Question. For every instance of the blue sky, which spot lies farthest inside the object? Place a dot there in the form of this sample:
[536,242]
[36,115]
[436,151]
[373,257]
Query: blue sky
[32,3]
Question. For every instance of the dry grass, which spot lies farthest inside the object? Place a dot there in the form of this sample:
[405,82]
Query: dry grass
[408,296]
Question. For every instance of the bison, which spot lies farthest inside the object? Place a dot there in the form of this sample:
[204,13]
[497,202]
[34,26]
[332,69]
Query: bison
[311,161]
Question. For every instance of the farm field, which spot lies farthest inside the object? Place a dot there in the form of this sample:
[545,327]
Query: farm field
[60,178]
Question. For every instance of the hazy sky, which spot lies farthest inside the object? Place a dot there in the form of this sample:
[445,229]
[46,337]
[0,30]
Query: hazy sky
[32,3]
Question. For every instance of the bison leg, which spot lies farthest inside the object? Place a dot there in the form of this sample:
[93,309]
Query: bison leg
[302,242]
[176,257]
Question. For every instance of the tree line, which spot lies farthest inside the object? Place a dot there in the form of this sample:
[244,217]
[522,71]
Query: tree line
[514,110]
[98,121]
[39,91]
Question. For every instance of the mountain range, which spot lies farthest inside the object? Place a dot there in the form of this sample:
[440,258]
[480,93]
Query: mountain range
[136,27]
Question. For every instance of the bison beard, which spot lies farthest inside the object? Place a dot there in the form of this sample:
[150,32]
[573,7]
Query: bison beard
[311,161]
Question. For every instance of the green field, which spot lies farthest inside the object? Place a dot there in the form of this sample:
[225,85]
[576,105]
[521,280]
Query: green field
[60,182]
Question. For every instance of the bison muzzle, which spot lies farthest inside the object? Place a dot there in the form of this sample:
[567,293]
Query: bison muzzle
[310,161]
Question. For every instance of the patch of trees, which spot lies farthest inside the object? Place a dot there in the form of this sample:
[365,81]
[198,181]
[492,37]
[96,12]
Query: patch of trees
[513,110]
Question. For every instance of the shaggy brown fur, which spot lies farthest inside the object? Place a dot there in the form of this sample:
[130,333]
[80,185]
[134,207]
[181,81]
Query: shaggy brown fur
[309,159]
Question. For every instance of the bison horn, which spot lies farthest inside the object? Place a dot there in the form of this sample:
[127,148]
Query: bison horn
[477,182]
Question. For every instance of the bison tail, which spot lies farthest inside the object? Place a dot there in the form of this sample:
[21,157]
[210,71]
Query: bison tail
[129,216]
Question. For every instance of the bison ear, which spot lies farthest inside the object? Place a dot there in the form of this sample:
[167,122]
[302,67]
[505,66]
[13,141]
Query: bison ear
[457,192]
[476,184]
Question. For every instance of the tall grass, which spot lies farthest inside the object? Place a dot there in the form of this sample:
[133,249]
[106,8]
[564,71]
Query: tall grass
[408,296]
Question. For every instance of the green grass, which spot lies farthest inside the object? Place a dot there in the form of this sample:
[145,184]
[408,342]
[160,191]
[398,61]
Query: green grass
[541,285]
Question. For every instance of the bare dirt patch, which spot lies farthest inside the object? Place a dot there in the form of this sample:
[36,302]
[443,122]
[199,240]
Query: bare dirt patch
################
- [TASK TO CARRY OUT]: Convert every line of the records above into a JSON list of strings, one string per line, leaving out any blank lines.

- [EXPECTED ANSWER]:
[
  "Question. For every instance of the blue sky, which spot lies farthest inside the object? Place a dot there in the form of this sample:",
  "[536,242]",
  "[36,115]",
  "[436,151]",
  "[373,257]",
  "Query: blue sky",
  "[32,3]",
  "Question. For every instance of the dry grass, which spot lies farthest inside the object? Place a dot there in the form of this sample:",
  "[405,82]",
  "Query: dry grass",
  "[408,296]",
  "Question. For every instance of the bison, which spot lies farthest inside the object? Place a dot there in the form of this sample:",
  "[204,13]",
  "[497,202]",
  "[34,26]",
  "[332,69]",
  "Query: bison",
  "[311,161]",
  "Question. For every instance of the farm field, which spot lies farthest inside the object? Place a dot there in the form of this sample:",
  "[545,327]",
  "Query: farm field",
  "[60,178]",
  "Question. For every instance of the hazy sky, which spot lies farthest inside the object? Place a dot there in the form of this sample:",
  "[445,229]",
  "[46,337]",
  "[0,30]",
  "Query: hazy sky",
  "[32,3]",
  "Question. For every instance of the bison leg, which spot lies farthest inside the object? Place a dot there in the form of this sample:",
  "[93,309]",
  "Query: bison leg",
  "[302,242]",
  "[176,257]",
  "Question. For every instance of the tree line, which spot lies farthest inside the object? Place a dot there in the form of this sample:",
  "[244,217]",
  "[522,71]",
  "Query: tree line",
  "[514,110]",
  "[98,121]",
  "[39,91]",
  "Question. For every instance of the mountain range, which spot lies farthest inside the object? Place a dot there in the form of this sample:",
  "[440,258]",
  "[480,93]",
  "Query: mountain range",
  "[136,27]",
  "Question. For every instance of the bison beard, which spot lies farthest inside the object? Place a dot there in the form of this sample:",
  "[150,32]",
  "[573,7]",
  "Query: bison beard",
  "[311,161]",
  "Question. For every instance of the green field, which spot lies farthest inside the object? Place a dot there in the form of this sample:",
  "[225,85]",
  "[576,105]",
  "[521,280]",
  "Query: green field",
  "[60,182]",
  "Question. For every instance of the bison muzzle, which spot lies farthest inside the object? Place a dot there in the form of this sample:",
  "[567,293]",
  "Query: bison muzzle",
  "[310,161]",
  "Question. For every instance of the patch of trees, which spot lies farthest inside the object? Place a dot there in the form of this sample:",
  "[365,81]",
  "[198,181]",
  "[492,37]",
  "[96,12]",
  "Query: patch of trees",
  "[513,110]",
  "Question. For every instance of the shaggy brown fur, which spot lies farthest inside the object? Place a dot there in the form of this sample:",
  "[130,333]",
  "[80,185]",
  "[134,207]",
  "[181,81]",
  "Query: shaggy brown fur",
  "[309,159]",
  "Question. For every instance of the bison horn, which spot lies farthest inside the object? Place a dot there in the form of this sample:",
  "[127,148]",
  "Query: bison horn",
  "[477,182]",
  "Question. For every instance of the bison tail, which spot lies farthest inside the object? Place a dot there in the form of this sample:",
  "[21,157]",
  "[210,71]",
  "Query: bison tail",
  "[129,216]",
  "Question. For every instance of the bison ear, which spot lies farthest inside the object? Place a dot there in the form of this sample:",
  "[167,122]",
  "[302,67]",
  "[505,66]",
  "[13,141]",
  "Query: bison ear",
  "[457,192]",
  "[476,184]",
  "Question. For every instance of the tall grass, which spot lies farthest inside the object? Place a dot there in the form of this sample:",
  "[133,249]",
  "[106,8]",
  "[564,71]",
  "Query: tall grass",
  "[408,296]",
  "Question. For every instance of the green grass, which spot lies farthest inside the object? Place a dot there in the form of this sample:",
  "[145,184]",
  "[408,342]",
  "[160,191]",
  "[398,61]",
  "Query: green grass",
  "[541,285]",
  "Question. For every instance of the bare dirt patch, which spot lies farthest inside the object? Place a dot there in the form of this sample:",
  "[36,302]",
  "[443,122]",
  "[199,240]",
  "Query: bare dirt patch"
]